» **The exercise**: Copy each of the following entries word for word, including all of its lines.

Stored data entries:

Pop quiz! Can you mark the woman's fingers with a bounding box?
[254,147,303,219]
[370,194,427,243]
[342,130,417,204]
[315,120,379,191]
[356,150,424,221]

» **Solution to this exercise**:
Pop quiz! Can you mark the woman's fingers with a bounding box?
[254,147,303,219]
[370,194,427,243]
[342,130,417,204]
[315,120,379,191]
[356,150,424,221]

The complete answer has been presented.